WRITTEN PROBLEM
Repeat the following lines exactly and nothing else: the line containing "Where can you find the chimney" and each line after it through the end of the listing.

(Position annotation records)
□ □ □ □ □

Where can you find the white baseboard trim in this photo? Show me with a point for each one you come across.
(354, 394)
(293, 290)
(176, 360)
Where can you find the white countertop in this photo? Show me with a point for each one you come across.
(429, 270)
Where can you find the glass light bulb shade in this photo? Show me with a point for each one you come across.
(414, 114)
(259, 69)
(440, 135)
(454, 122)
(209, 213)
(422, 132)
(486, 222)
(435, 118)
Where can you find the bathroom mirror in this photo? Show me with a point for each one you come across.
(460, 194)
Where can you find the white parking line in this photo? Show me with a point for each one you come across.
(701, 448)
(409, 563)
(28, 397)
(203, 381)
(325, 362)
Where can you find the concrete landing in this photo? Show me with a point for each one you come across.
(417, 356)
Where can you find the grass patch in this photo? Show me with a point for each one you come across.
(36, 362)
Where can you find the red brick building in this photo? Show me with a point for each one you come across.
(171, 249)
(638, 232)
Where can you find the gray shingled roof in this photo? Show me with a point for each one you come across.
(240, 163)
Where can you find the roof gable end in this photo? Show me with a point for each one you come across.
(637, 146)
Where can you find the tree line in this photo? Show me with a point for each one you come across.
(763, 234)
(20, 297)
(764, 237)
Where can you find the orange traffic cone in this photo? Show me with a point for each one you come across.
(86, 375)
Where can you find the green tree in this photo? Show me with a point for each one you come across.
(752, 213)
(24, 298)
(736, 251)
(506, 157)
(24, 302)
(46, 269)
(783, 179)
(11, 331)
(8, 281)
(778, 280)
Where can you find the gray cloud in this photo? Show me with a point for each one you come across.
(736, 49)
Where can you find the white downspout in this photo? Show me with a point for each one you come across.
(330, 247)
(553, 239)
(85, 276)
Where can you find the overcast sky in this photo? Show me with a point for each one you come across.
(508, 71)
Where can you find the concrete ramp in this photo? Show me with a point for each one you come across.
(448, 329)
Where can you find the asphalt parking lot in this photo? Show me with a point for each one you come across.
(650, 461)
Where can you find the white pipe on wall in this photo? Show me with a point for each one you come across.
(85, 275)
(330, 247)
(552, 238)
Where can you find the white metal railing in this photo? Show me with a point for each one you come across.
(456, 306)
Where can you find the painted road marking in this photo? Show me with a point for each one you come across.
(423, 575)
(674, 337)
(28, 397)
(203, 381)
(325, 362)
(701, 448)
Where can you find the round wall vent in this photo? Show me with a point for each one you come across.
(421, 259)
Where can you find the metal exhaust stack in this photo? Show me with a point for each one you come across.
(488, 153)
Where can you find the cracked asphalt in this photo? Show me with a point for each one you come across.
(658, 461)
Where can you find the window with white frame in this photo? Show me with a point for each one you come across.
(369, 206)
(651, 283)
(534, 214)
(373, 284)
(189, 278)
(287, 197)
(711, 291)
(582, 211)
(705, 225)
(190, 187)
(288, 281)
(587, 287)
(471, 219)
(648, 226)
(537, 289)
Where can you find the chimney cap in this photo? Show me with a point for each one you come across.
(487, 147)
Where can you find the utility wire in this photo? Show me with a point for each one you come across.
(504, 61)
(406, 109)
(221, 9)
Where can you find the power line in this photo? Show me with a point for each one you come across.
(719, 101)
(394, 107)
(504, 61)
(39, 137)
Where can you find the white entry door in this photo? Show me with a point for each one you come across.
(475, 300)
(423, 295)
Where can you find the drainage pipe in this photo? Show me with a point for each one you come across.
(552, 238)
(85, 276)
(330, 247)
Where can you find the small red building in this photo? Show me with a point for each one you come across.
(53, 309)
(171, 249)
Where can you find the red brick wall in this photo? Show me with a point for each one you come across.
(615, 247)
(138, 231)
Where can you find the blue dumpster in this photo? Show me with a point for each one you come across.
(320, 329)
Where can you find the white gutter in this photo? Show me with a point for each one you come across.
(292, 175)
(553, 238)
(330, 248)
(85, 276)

□ □ □ □ □

OUTPUT FOR THIS TASK
Where can you find the chimney cap in this photo? Show me with a point for each one you come across.
(487, 147)
Where can you find the utility wire in this photo? Show me with a point for each one you come across.
(504, 61)
(406, 109)
(221, 9)
Where can you find the power line in this photo? Show me with a point for each one you come across.
(719, 101)
(394, 107)
(504, 61)
(39, 137)
Where can you find the white entry door in this photo? Show me with a point for each one you come across.
(475, 300)
(423, 295)
Where can you find the drainage pipe in this photo? Show me with a point for each one you come across.
(552, 238)
(85, 276)
(330, 247)
Where can you find the small red building in this photo? Show me with a point for each one you come across.
(53, 309)
(171, 249)
Where can you find the red brick wall in this photo? Show me with a point for each one you come across.
(615, 247)
(138, 231)
Where can you find the blue dumpster in this photo? Show me with a point for each one you come across.
(320, 329)
Where can you find the white gutter in this photo? Show me with a point for each one you come across.
(292, 175)
(553, 238)
(330, 248)
(85, 276)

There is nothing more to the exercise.